Instruction
Copy every line of the data below word for word, but leave out the pictures.

= = = =

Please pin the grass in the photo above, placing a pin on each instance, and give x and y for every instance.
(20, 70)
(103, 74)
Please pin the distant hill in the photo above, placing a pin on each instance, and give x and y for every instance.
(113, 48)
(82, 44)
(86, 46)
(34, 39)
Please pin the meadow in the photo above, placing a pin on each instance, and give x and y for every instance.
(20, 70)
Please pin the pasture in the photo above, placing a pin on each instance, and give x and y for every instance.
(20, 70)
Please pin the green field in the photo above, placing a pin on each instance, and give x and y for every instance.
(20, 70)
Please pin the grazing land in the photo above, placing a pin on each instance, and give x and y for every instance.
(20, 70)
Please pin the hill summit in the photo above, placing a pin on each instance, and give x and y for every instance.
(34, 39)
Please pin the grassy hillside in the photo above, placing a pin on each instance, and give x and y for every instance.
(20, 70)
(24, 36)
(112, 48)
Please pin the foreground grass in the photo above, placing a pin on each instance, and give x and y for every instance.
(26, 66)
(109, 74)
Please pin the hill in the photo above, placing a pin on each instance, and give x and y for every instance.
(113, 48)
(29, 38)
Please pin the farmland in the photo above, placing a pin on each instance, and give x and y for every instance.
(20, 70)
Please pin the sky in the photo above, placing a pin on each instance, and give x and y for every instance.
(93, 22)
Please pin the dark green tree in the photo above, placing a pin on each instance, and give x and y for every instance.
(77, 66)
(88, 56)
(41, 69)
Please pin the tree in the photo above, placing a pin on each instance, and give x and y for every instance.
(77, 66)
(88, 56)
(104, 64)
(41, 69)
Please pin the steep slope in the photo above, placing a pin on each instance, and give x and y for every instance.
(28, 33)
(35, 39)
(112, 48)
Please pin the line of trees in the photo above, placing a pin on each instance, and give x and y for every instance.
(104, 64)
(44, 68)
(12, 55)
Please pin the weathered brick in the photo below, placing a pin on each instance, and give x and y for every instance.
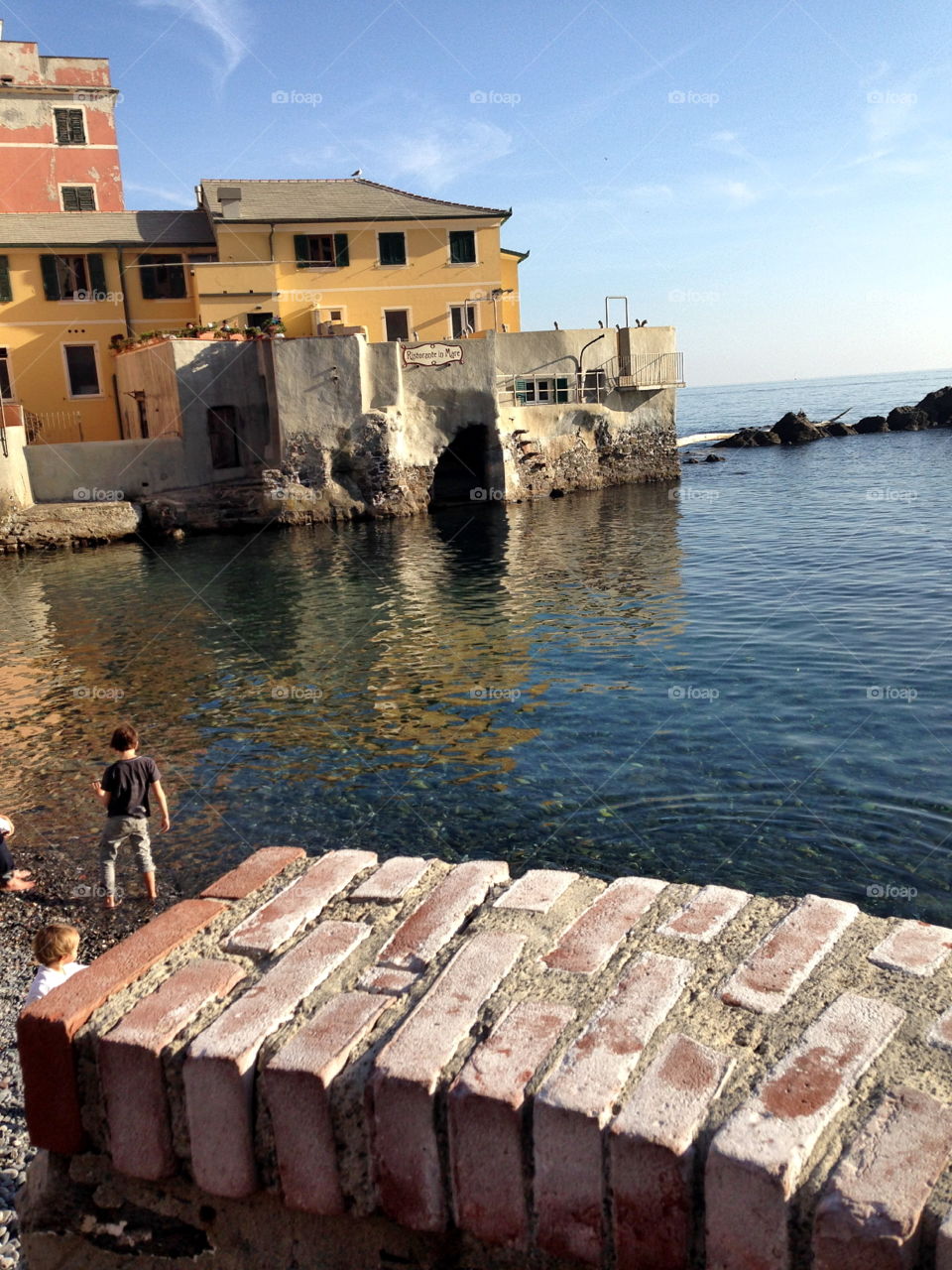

= = = =

Problem solution
Please pin the grass in the photo above, placing a pin on each instance, and give x and y for every instance.
(20, 70)
(103, 74)
Please pin the distant hill in the photo above, placing a pin on each instance, and give x and y for every instance.
(113, 48)
(82, 44)
(86, 46)
(34, 39)
Please pin the meadow in the photo above, placing a pin on each instance, and give x and y for every instance.
(20, 70)
Please pin the pasture in the photo above, placing a pin on each instance, and give x and y for every instance.
(20, 70)
Please pin the green field in the photo above, placing a pin on each instance, and give x and y for every instance.
(20, 70)
Please pin the grazing land in the photo above, placing a pin on each instance, and give x and y for every instance.
(20, 70)
Please pin the hill summit in the photo above, placing a pin on each instance, and give x and y for every instance.
(34, 39)
Please pin the grassy hillside in the photo above, placing a pin on each instance, and give x and y for every instance.
(20, 70)
(24, 36)
(112, 48)
Please pin the foreground grass in the photo above, placing a pin on each instance, and give x and y for every instance.
(26, 66)
(109, 74)
Please pin the hill in the photo above, placing a pin on each instance, and give x and y for every instance.
(113, 48)
(29, 38)
Please pin the farmland in the photo above, placing a pin on each instance, and give x and y for every instance.
(20, 70)
Please pin the sky in the photo above, placing a pin on each instance, and give x and y for every instance.
(93, 22)
Please pin the dark green tree in the photo above, placing a pin on each instance, and give x and y for every instance.
(77, 66)
(88, 56)
(41, 69)
Please pin the tree in the photo above, placing a pin on each instance, and give x and y for every instance.
(77, 66)
(88, 56)
(104, 64)
(41, 69)
Please pin the steep slope in the photo above, placing a pin on each instance, and give x and y for every instance.
(28, 33)
(35, 39)
(112, 48)
Please pin the line of trees in the photo above, placing a pin on each instance, and give x and y for every instance.
(104, 64)
(44, 68)
(12, 55)
Please pin the weathered brick in the photo below, placing a pin on each instance, and give x and y for every instance.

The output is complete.